> [DIRECTION]:
Reproduce the lines from the start of the material through the line holding "x=182 y=272", inclusive, replacing "thickest" with "widest" and leaving everything else unchanged. Leave the pictures out of your output.

※ ※ ※

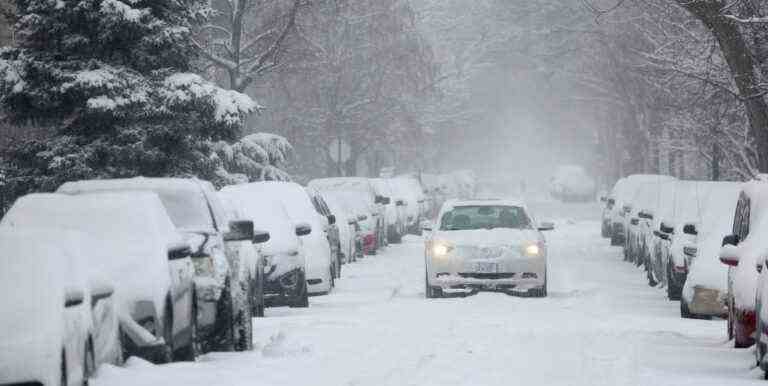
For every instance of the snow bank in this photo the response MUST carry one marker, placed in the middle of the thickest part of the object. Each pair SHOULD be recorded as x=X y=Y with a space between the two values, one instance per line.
x=754 y=247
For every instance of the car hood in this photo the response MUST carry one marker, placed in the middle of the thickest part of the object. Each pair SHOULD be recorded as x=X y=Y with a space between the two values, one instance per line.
x=489 y=237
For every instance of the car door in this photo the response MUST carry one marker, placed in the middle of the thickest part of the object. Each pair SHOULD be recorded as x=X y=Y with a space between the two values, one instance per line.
x=182 y=272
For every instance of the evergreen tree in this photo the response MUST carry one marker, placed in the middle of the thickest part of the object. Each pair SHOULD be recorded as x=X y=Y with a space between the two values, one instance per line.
x=111 y=80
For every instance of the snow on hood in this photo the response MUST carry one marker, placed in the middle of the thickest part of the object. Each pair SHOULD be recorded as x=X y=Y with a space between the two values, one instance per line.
x=36 y=269
x=129 y=245
x=755 y=246
x=267 y=213
x=489 y=237
x=707 y=270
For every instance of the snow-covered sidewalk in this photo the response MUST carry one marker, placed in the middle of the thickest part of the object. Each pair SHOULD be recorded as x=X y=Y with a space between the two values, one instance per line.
x=601 y=325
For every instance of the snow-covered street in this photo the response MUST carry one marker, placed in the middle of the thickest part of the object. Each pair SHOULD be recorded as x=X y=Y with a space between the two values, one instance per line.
x=600 y=325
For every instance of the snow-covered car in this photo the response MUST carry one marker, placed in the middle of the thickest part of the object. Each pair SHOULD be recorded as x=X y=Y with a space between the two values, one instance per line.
x=321 y=263
x=139 y=253
x=245 y=262
x=198 y=214
x=678 y=236
x=623 y=193
x=571 y=183
x=741 y=250
x=346 y=207
x=485 y=245
x=346 y=221
x=283 y=254
x=706 y=284
x=47 y=329
x=411 y=192
x=395 y=210
x=363 y=187
x=331 y=228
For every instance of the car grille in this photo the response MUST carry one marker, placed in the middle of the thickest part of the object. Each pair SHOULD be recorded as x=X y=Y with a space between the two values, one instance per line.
x=488 y=276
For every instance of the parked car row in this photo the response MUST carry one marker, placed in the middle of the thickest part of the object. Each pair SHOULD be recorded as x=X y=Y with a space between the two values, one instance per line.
x=700 y=241
x=169 y=268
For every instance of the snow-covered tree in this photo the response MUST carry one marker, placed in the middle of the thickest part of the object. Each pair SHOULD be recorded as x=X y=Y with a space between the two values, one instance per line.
x=255 y=157
x=112 y=80
x=244 y=39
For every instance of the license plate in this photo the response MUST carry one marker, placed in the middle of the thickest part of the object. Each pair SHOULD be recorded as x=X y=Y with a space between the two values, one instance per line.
x=486 y=267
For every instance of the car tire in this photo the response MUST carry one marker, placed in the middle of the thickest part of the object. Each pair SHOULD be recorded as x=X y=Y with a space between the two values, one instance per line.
x=615 y=241
x=89 y=362
x=302 y=301
x=674 y=291
x=431 y=292
x=242 y=323
x=64 y=378
x=259 y=303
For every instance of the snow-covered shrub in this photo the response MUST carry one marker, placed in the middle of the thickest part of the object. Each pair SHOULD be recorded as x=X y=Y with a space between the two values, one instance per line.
x=255 y=157
x=113 y=80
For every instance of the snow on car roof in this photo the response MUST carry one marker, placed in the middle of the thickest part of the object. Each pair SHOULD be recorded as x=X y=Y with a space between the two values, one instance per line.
x=483 y=202
x=188 y=200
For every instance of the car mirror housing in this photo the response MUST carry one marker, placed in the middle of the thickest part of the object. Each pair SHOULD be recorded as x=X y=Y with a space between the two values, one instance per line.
x=303 y=229
x=260 y=237
x=179 y=251
x=73 y=297
x=731 y=240
x=729 y=255
x=546 y=226
x=239 y=230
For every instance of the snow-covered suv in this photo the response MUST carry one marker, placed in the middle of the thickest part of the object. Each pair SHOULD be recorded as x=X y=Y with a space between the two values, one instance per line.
x=197 y=213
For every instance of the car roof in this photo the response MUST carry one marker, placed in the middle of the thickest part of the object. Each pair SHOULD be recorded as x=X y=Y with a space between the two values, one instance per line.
x=485 y=202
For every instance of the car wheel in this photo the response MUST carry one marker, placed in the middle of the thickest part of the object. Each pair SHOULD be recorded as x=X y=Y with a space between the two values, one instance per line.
x=243 y=320
x=258 y=310
x=302 y=301
x=165 y=354
x=89 y=362
x=64 y=380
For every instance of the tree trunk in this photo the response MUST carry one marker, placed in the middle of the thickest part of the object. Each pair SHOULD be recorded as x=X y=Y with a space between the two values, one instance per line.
x=742 y=66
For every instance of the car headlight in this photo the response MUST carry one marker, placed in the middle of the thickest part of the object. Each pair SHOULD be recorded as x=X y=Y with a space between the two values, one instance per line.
x=440 y=249
x=532 y=250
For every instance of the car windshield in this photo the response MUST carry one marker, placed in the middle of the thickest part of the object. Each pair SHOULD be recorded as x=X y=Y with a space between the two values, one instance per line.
x=188 y=209
x=485 y=217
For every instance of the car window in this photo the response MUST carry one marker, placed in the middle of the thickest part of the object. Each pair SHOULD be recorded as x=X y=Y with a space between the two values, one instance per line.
x=485 y=217
x=188 y=209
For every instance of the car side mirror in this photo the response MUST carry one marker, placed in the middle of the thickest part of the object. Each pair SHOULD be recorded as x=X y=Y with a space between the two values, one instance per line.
x=179 y=251
x=546 y=226
x=303 y=229
x=73 y=297
x=260 y=237
x=729 y=255
x=100 y=291
x=239 y=230
x=645 y=215
x=731 y=240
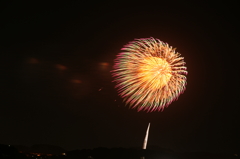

※ ※ ※

> [WRITTEN ANSWER]:
For every instance of the snow bank in this photo the response MUST carry one marker, placed in the middle of the widest part of the object. Each pair SHOULD be recorded as x=X y=Y with a space between the two values, one instance per line.
x=754 y=247
For every instance of the car hood in this photo the response MUST carry one marker, placed in the middle of the widest part of the object. Each pair SHOULD be recorded as x=X y=Y with a space between the two values, one instance per line.
x=489 y=237
For every instance of the car door in this photo the response MUST carry one marker, placed in the middle of the widest part of the object. Each pair SHOULD be recorded as x=X y=Y with a space between the two values, one instance per line.
x=182 y=272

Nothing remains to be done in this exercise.